* What is expected
Which of the lines below mention the word "paper"? Pull each one out.

(Beginning of Data to use)

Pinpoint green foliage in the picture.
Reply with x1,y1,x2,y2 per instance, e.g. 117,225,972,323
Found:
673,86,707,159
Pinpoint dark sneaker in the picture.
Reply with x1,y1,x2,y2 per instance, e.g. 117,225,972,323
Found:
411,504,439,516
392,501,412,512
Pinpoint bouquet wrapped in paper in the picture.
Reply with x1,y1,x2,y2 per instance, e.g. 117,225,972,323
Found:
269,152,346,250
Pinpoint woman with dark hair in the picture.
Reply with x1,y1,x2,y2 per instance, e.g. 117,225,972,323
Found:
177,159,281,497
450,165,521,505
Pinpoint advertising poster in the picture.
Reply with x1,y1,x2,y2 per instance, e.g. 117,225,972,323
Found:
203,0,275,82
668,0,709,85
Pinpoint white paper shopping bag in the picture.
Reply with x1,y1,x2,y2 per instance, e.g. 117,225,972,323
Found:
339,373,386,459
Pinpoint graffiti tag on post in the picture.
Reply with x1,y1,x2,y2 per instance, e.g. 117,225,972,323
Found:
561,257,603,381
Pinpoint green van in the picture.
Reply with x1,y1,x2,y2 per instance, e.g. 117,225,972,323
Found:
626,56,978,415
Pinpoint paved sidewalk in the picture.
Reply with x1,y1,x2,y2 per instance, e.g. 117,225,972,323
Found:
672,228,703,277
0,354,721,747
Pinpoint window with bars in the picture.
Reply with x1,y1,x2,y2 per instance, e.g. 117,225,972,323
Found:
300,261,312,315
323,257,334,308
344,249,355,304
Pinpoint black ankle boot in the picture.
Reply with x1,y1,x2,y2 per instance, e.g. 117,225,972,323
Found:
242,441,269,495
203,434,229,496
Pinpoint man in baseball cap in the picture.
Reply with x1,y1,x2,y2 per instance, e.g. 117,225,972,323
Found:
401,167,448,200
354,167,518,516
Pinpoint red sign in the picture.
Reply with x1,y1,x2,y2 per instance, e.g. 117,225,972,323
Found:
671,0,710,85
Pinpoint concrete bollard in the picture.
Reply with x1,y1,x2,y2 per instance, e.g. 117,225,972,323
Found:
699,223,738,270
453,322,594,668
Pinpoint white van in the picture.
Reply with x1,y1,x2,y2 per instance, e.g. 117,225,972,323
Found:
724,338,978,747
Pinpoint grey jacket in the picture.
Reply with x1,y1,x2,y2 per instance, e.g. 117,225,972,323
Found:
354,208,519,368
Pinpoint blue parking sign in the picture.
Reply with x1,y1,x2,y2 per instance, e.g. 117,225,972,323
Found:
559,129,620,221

(End of Data to use)

* Result below
Pinpoint bouquet wrapped in paper in the picture.
Pinpoint white paper shopping bag in the picture.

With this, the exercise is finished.